2. Between March 1, 2022 and April 30, 2023 it is ongoing[.]
3. 1201 Elleta Blvd Columbia MO 65202
4. Removal of Child, Underpayment in Benefits[,] Costs of Travel & Defense from false allegation[.]
5. Miller + Hines Discriminated based on Race, Disability Religion[.]
6. Agency/Miller/Hines Discriminated against Plaintiff for exercising Religious Conscience in her parenting/Religious Practices[.]
7. Agency/Miller/Hines Discriminated against Plaintiff base [sic] on her Ethnic/Cultural Identity, Perception of Race + Skin color as well as her Sexual Preference.(ECF No. 1, Compl. at 7-8.). As the basis for federal jurisdiction, Cruz lists the Americans with Disabilities Act, the Unruh Act, Rehabilitation Act, Civil Rights Act, First Amendment and Fourteenth Amendment. (Id. at 5.) She seeks damages for loss of income, loss of housing, loss of child custody, damage to her professional reputation and emotional distress. (Id. at 7.) She seeks $40 million plus punitive damages. (Id. at 6.)
As plead, the complaint does not provide “a short and plain statement of the elements of . . . [each] claim, identifying the transaction or occurrence giving rise to the claim[s] and the elements of a prima facie case,” as required by Rule 8. See Bautista, 216 F.3d at 840. Because the complaint is conclusory, Defendants do not have “sufficient notice of the allegations against them.” See Gauvin v. Trombatore, 682 F.Supp. 1067, 1071 (N.D. Cal. 1988). Further, Plaintiff “must allege the basis of [her] claim against each defendant.” See Dougherty v. Bank of America, N.A., 177 F.Supp.3d 1230, 1253 (E.D. Cal. 2016) (quoting Gauvin, 682 F.Supp. at 1071). The complaint alleges all three Defendants discriminated against her without specifying which Defendant engaged in what acts of discrimination.

*Exercise set*.
• a. Copy the part of the court ruling excerpt that opens with "As plead, the" and closes with "acts of discrimination.", swapping "conclusory" for "vague".
• b. Pick up the court ruling excerpt after its last sentence and keep writing it.

*Records shown*.
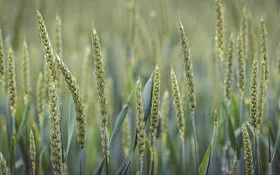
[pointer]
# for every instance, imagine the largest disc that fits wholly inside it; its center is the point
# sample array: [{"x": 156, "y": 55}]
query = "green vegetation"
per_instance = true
[{"x": 139, "y": 87}]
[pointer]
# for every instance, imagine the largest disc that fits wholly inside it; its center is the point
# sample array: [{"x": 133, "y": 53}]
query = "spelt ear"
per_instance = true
[
  {"x": 12, "y": 82},
  {"x": 77, "y": 98},
  {"x": 241, "y": 63},
  {"x": 188, "y": 65},
  {"x": 264, "y": 54},
  {"x": 2, "y": 68},
  {"x": 254, "y": 92},
  {"x": 140, "y": 120},
  {"x": 220, "y": 30},
  {"x": 40, "y": 99},
  {"x": 100, "y": 77},
  {"x": 55, "y": 132},
  {"x": 32, "y": 150},
  {"x": 247, "y": 151},
  {"x": 3, "y": 165},
  {"x": 228, "y": 81},
  {"x": 155, "y": 102},
  {"x": 178, "y": 103},
  {"x": 25, "y": 73}
]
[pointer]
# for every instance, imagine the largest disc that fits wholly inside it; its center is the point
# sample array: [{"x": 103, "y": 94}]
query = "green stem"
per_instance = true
[
  {"x": 183, "y": 155},
  {"x": 81, "y": 161},
  {"x": 195, "y": 140},
  {"x": 241, "y": 107},
  {"x": 141, "y": 167},
  {"x": 152, "y": 156}
]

*Answers*.
• a.
As plead, the complaint does not provide “a short and plain statement of the elements of . . . [each] claim, identifying the transaction or occurrence giving rise to the claim[s] and the elements of a prima facie case,” as required by Rule 8. See Bautista, 216 F.3d at 840. Because the complaint is vague, Defendants do not have “sufficient notice of the allegations against them.” See Gauvin v. Trombatore, 682 F.Supp. 1067, 1071 (N.D. Cal. 1988). Further, Plaintiff “must allege the basis of [her] claim against each defendant.” See Dougherty v. Bank of America, N.A., 177 F.Supp.3d 1230, 1253 (E.D. Cal. 2016) (quoting Gauvin, 682 F.Supp. at 1071). The complaint alleges all three Defendants discriminated against her without specifying which Defendant engaged in what acts of discrimination.

• b.
Because Cruz's complaint fails to allege facts supporting a cause of action and does “not afford defendants a fair opportunity” to defend themselves, she fails to state a claim upon which relief could be granted. See McHenry, 84 F.3d at 1175. The Court sua sponte DISMISSES the complaint pursuant to 28 U.S.C. § 1915(e)(2) for failing to state a claim.
C. Leave To Amend
District courts “should not dismiss a pro se complaint without leave to amend unless ‘it is absolutely clear that the deficiencies of the complaint could not be cured by amendment.'” Akhtar v. Mesa, 698 F.3d 1202, 1212 (9th Cir. 2012) (quoting Schucker v. Rockwood, 846 F.2d 1202, 1204 (9th Cir. 1988)). In this case, because the deficiencies in the complaint could be cured, the Court GRANTS Cruz leave to file an amended complaint. The amended complaint must be complete by itself without reference to any previous pleading. See Civ. L. Rule 15.1(a). The amended complaint should clearly state the causes of action upon which Cruz's claims are based as well as alleging facts to support each cause of action.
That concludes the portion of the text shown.